(Written exercise) Lay out the stretch from the line containing "For each instance of the purple" through the end of the material as a Markdown table with the columns Row and Line. Leave out any blank lines.

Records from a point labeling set
◇ ◇ ◇

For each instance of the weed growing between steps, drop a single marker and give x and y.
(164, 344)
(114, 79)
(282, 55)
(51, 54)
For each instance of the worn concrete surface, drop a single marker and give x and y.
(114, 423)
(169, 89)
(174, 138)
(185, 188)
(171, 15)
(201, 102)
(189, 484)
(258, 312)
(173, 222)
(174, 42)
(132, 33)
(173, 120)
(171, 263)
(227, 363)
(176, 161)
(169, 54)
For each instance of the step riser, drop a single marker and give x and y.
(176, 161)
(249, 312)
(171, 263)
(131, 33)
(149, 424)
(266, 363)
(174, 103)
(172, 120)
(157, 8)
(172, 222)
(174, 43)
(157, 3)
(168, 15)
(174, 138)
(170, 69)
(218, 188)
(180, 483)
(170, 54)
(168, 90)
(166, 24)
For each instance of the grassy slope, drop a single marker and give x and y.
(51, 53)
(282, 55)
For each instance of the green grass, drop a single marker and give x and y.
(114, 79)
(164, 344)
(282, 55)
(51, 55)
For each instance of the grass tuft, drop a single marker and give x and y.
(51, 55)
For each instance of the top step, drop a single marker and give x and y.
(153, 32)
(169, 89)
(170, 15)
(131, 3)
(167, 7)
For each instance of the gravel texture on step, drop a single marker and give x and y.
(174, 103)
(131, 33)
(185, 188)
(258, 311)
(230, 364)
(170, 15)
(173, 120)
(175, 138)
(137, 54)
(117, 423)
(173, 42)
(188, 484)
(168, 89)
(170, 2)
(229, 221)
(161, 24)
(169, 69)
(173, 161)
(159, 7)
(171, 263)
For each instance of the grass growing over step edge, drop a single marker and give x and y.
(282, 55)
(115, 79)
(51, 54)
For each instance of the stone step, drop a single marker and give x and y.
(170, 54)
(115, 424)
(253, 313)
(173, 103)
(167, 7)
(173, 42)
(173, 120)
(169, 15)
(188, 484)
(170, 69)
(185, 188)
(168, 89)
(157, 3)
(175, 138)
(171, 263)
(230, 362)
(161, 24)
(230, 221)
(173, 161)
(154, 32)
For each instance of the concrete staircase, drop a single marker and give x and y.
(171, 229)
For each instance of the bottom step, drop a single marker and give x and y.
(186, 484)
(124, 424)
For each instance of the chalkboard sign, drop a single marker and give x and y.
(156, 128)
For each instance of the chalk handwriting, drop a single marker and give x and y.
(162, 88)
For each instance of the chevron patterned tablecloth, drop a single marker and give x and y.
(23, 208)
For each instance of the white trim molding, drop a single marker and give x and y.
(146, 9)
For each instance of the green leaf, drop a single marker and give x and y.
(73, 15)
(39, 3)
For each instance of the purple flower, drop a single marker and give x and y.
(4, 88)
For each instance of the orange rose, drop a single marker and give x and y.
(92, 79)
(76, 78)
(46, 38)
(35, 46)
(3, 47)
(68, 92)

◇ ◇ ◇

(Result below)
| Row | Line |
|---|---|
| 1 | For each instance of the purple flower, drop a single marker and give x and y. |
| 2 | (4, 88) |
| 3 | For each instance of the orange rose, drop a single marker and give x and y. |
| 4 | (92, 79) |
| 5 | (76, 78) |
| 6 | (46, 38) |
| 7 | (35, 46) |
| 8 | (3, 47) |
| 9 | (68, 92) |